> [WHAT YOU WILL DO]: Rewrite everything from the line with "Target = playground structure" down to the end of the records, changing "pin" to "marker" and keeping all else the same. Omit the pictures from your answer.

>>>

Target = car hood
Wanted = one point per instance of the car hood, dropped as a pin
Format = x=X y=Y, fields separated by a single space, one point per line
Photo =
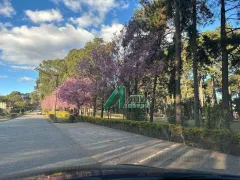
x=104 y=170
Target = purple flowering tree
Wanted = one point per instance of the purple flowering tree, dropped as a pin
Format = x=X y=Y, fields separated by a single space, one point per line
x=99 y=65
x=77 y=91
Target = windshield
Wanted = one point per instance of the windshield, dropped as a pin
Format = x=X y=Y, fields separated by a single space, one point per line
x=110 y=82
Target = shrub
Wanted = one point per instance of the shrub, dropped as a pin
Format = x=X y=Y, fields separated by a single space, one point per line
x=213 y=117
x=172 y=120
x=51 y=116
x=220 y=140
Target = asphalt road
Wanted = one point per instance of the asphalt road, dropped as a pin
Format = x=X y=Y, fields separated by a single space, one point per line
x=32 y=143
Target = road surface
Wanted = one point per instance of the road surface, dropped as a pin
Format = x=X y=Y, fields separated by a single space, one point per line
x=32 y=143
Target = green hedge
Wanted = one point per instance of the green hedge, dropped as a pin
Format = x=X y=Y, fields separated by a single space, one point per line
x=218 y=140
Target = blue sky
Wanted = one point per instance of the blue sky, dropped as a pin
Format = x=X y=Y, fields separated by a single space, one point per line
x=36 y=30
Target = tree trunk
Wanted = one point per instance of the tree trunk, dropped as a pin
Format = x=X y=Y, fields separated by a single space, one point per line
x=230 y=104
x=225 y=96
x=201 y=93
x=214 y=95
x=102 y=108
x=153 y=98
x=178 y=63
x=94 y=105
x=195 y=70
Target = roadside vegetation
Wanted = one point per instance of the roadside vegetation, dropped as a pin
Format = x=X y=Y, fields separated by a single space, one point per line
x=191 y=74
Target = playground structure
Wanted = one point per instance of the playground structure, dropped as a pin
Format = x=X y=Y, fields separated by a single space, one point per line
x=134 y=107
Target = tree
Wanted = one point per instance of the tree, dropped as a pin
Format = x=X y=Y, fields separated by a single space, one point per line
x=178 y=61
x=14 y=97
x=98 y=64
x=76 y=91
x=34 y=98
x=50 y=72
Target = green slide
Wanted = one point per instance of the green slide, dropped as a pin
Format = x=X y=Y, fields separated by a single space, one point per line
x=118 y=94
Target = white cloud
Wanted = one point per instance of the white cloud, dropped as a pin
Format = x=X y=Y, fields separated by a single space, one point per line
x=107 y=32
x=21 y=79
x=44 y=15
x=74 y=5
x=125 y=6
x=96 y=10
x=6 y=8
x=3 y=76
x=23 y=67
x=87 y=20
x=30 y=45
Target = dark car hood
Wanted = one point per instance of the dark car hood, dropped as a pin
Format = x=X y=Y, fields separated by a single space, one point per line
x=102 y=170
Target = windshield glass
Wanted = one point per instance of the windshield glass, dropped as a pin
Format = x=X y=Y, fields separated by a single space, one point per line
x=110 y=82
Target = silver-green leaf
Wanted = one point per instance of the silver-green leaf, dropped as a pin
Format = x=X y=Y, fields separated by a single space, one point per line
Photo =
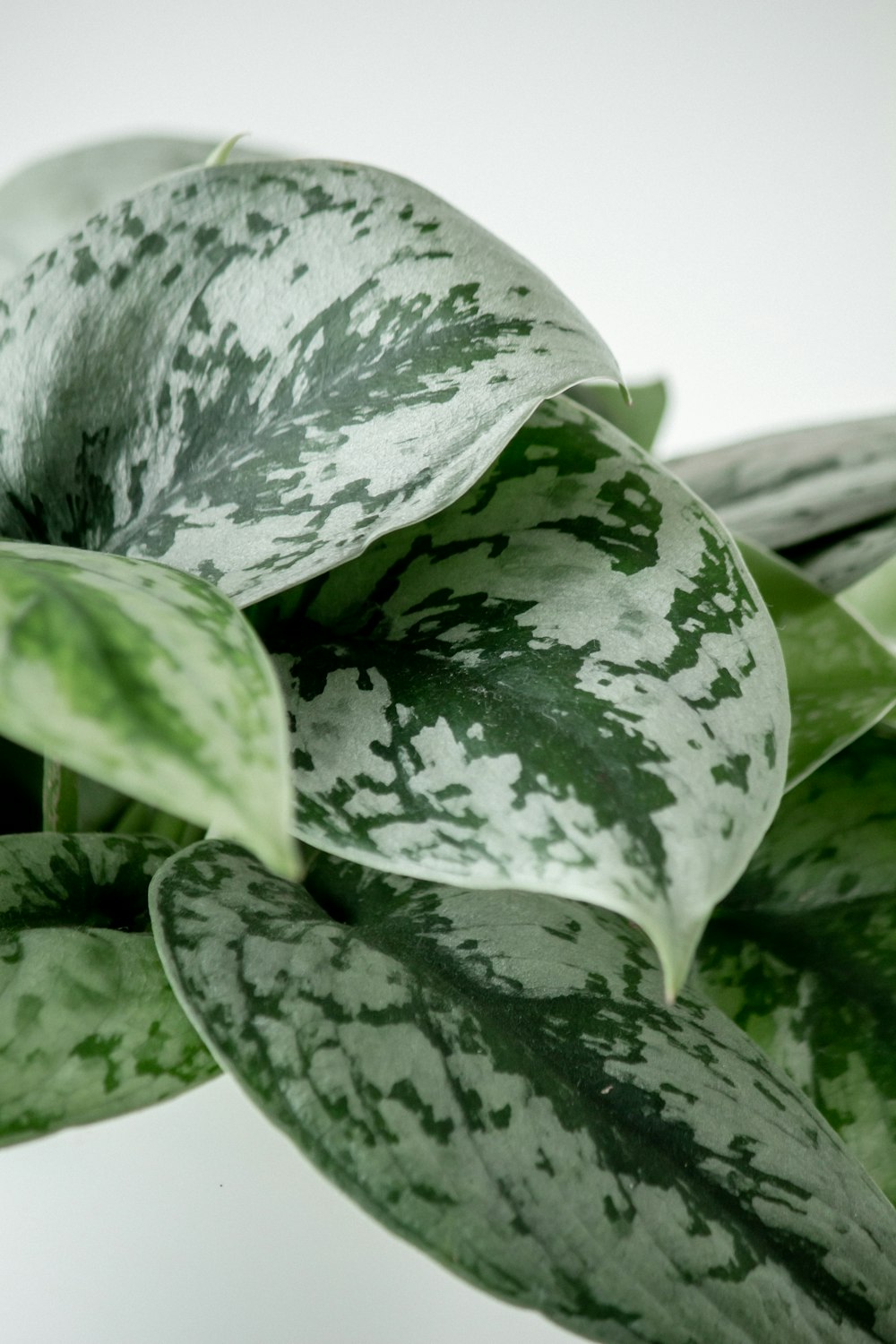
x=794 y=487
x=89 y=1026
x=151 y=682
x=253 y=371
x=495 y=1077
x=51 y=198
x=565 y=682
x=802 y=954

<<<

> [WRITTEN ANSWER]:
Target = playground structure
Wanted = one point per instance of the playground structure, dropped as a marker
Format = x=X y=Y, fields separated by a single space, one point per line
x=134 y=107
Target = tree
Wanted = one point per instance of the tree, dropped as a marker
Format = x=X y=Y, fields separated by a single space, one point per line
x=178 y=61
x=14 y=97
x=98 y=64
x=76 y=91
x=34 y=98
x=50 y=72
Target = green slide
Wanted = one point per instance of the green slide, dropped as a marker
Format = x=X y=Y, fields separated by a single space, one point per line
x=118 y=94
Target = white cloud
Wanted = one point per instance of the white cloud, dropped as a marker
Format = x=X y=Y, fields separated by a single space, one point per line
x=107 y=32
x=21 y=79
x=44 y=15
x=74 y=5
x=125 y=6
x=96 y=10
x=6 y=8
x=3 y=76
x=23 y=67
x=87 y=20
x=30 y=45
Target = dark car hood
Wanted = one point per instance of the dark car hood, dropped as a marker
Format = x=X y=Y, fields separated by a single space, one point per line
x=102 y=170
Target = windshield glass
Wanted = one point per instance of the windshield glass, dropped as a marker
Format = x=X y=Y, fields separated by a single space, one point per line
x=110 y=82
Target = silver-green leaf
Wanted = one point per instance of the silver-green leaf, dropped as a marker
Format = x=X y=Y, fields separated by a single space, one point per line
Photo =
x=794 y=487
x=89 y=1026
x=151 y=682
x=253 y=371
x=495 y=1077
x=51 y=198
x=565 y=682
x=802 y=954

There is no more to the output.